-- BEGIN --

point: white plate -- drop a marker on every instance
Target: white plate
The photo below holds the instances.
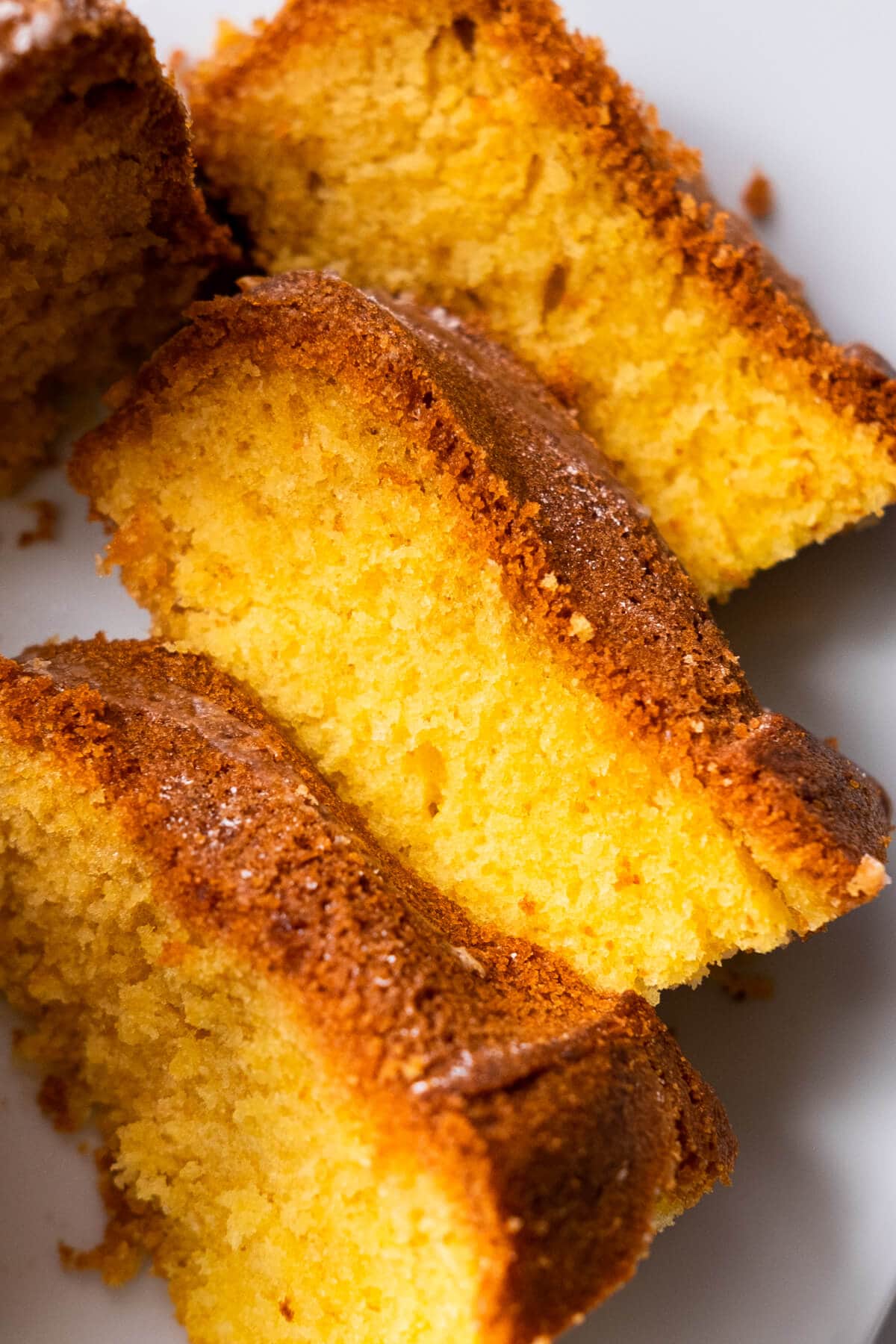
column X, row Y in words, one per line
column 802, row 1250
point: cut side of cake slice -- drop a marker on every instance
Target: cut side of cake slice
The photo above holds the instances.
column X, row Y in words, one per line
column 425, row 569
column 335, row 1108
column 481, row 156
column 104, row 237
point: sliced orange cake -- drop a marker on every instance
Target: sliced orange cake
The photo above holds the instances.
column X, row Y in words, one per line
column 336, row 1109
column 479, row 155
column 426, row 570
column 104, row 237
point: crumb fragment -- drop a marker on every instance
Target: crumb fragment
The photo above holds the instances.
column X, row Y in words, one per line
column 758, row 196
column 129, row 1236
column 581, row 626
column 869, row 878
column 46, row 519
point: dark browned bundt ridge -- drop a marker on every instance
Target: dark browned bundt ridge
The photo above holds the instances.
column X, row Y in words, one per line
column 81, row 78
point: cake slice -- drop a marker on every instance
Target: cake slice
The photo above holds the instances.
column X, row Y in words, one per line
column 479, row 155
column 336, row 1109
column 425, row 569
column 104, row 237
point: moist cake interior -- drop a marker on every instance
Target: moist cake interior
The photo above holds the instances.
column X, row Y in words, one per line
column 305, row 546
column 467, row 154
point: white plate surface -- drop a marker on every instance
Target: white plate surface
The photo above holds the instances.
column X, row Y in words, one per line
column 802, row 1249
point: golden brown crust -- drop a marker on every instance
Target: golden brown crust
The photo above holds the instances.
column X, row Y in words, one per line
column 547, row 507
column 567, row 1112
column 570, row 77
column 96, row 53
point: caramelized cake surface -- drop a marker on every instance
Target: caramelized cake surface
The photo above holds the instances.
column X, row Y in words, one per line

-- END --

# [THE TASK]
Render all the entries above as a JSON list of strings, one string per line, skipping blank lines and leaving out the pictures.

# [SOLUTION FOR THIS TASK]
[
  "point: white plate -- drop a marker on every instance",
  "Target: white plate",
  "The photo below holds the instances.",
  "column X, row Y in words, one per line",
  "column 802, row 1250",
  "point: cut side of cake slice -- drop a marker on every instance",
  "Target: cut side of cake slice",
  "The photo above holds the instances.",
  "column X, row Y in words, one per line",
  "column 425, row 569",
  "column 335, row 1108",
  "column 481, row 156",
  "column 104, row 237",
  "point: sliced orange cake -- drop a marker on every instance",
  "Target: sliced orange cake",
  "The photo above holds the instances.",
  "column X, row Y in words, one per line",
  "column 336, row 1109",
  "column 479, row 155",
  "column 426, row 570",
  "column 104, row 237",
  "point: crumb fragment -- drop a marker on every instance",
  "Target: crumb fragment",
  "The photo above holds the instances.",
  "column X, row Y in words, one per line",
  "column 758, row 196",
  "column 129, row 1236",
  "column 581, row 626",
  "column 869, row 878",
  "column 46, row 519",
  "point: dark browned bundt ridge -- drop a marker on every instance",
  "Target: dark browned bundt ridge",
  "The photo above holds the instances.",
  "column X, row Y in words, one per line",
  "column 81, row 78",
  "point: cake slice -- drop a marker on every instance",
  "Target: cake slice",
  "The photo above holds the instances.",
  "column X, row Y in words, one per line",
  "column 479, row 155",
  "column 336, row 1109",
  "column 425, row 569",
  "column 104, row 237",
  "point: moist cake interior -- drop a marker on every instance",
  "Target: moist cake interior",
  "The photo above holds the instances.",
  "column X, row Y in words, one per line",
  "column 305, row 546",
  "column 467, row 154",
  "point: white plate surface -- drop a marker on every instance",
  "Target: white plate surface",
  "The photo above holds the instances.",
  "column X, row Y in words, one per line",
  "column 802, row 1249",
  "point: golden brown crust -- drop a marker on every instance",
  "Target: golden brown crust",
  "The photo above holds the instances.",
  "column X, row Y in words, one per line",
  "column 547, row 507",
  "column 567, row 1112",
  "column 570, row 77",
  "column 96, row 53",
  "point: caramelized cake surface -- drop a marker on every instance",
  "Target: caramelized cake surface",
  "The photo above holds the instances.",
  "column X, row Y in words, one per line"
]